Exercise brief ->
Please repeat each of the records that follow, exactly as written.

Record set ->
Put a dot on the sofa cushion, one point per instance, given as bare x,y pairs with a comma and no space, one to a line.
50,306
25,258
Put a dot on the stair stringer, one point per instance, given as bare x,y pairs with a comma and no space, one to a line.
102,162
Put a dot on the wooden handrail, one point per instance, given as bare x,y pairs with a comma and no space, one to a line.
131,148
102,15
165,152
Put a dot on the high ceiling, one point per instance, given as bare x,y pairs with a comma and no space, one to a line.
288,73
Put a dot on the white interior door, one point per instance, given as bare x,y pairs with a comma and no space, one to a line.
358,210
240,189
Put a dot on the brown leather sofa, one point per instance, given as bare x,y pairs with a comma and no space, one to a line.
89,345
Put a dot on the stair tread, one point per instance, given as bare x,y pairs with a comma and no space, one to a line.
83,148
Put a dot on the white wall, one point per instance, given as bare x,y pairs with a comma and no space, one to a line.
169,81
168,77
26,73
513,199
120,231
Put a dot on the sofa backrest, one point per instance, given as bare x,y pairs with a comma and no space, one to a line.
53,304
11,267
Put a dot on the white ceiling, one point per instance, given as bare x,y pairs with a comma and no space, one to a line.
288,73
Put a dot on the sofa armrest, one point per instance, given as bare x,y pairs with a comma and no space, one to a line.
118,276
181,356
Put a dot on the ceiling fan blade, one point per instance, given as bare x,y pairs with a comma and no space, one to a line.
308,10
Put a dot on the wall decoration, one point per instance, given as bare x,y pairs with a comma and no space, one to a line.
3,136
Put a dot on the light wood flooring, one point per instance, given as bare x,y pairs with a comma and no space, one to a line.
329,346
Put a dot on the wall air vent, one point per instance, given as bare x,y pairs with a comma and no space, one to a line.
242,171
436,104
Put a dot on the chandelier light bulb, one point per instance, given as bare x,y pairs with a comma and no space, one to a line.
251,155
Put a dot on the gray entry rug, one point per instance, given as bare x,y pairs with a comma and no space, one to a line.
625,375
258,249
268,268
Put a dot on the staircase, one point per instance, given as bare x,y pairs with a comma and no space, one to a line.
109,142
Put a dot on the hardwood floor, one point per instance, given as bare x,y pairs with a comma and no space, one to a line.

Task response ->
Put a dot on the sofa cushion, one point per instance, given as bare x,y pairs with a comma and no space, one to a line.
50,306
25,258
Put a dot on the stair stringer, one point per instance, given as bare x,y pairs with a comma and no space, one to a line.
102,162
Put a dot on the wooden handrail, one point per instance, given as bare x,y pairs with a comma and no space, one to a line.
131,148
102,15
165,152
Put a dot on the high ceiling, one point per instance, given as bare x,y pairs with a comma and no space, one to a line.
288,73
Put a dot on the white interior door, one point per instance, given as bare x,y pairs with a comma and no space, one to a line.
358,210
240,189
Put a dot on the brown leather sofa, one point per instance, given as bare x,y pairs with a comma and no space, one to a line.
89,345
Put a dot on the stair tread, one point per instance, given as bare x,y pairs with a comma and no space, one to a line.
83,148
Put a dot on the white wall, one point per instance, given as bare x,y pairs with a comma and no space, one to a line.
169,81
168,77
26,73
513,199
120,231
Put a dot on the sofa backrest, one point per instance, given as bare x,y pairs with a comma and no space, one to a line.
53,304
11,267
Put a dot on the white ceiling, one point per instance, given as bare x,y pairs with a comma and no space, one to a line.
288,73
Put a dot on the sofa armrest, one point per instance, given as bare x,y pairs with a comma and no space, one to a line.
118,276
181,356
Put a dot on the ceiling fan blade, one point per instance, given as bare x,y pairs with a comma and no space, one to a line.
308,10
Put a dot on the wall decoration, one point per instance, given as bare x,y pairs with a comma and no space, one to a line.
3,136
Put a dot on the light wood flooring, one point per instance, given as bare x,y pairs with a comma and no space, one to a line.
329,346
Put a dot on the wall air vent, one point per instance, given as bare x,y pairs with a comma and no space, one to a line.
242,171
436,104
Put a dot on the chandelier light bulb, one point per instance, given as bare x,y pairs with a comma and no space, one to a line.
251,155
Put a dot on the gray entry rug, one point per instance, given as bare x,y pairs with a comma and no space, one to a line.
625,375
258,249
268,268
Put a dot on the staircase, one point per instance, given as bare x,y pairs with a comma and no space, one to a line.
109,142
Put a dot on the hardwood floor, one point per instance, given as bare x,y pairs with a comma and no space, one to a line.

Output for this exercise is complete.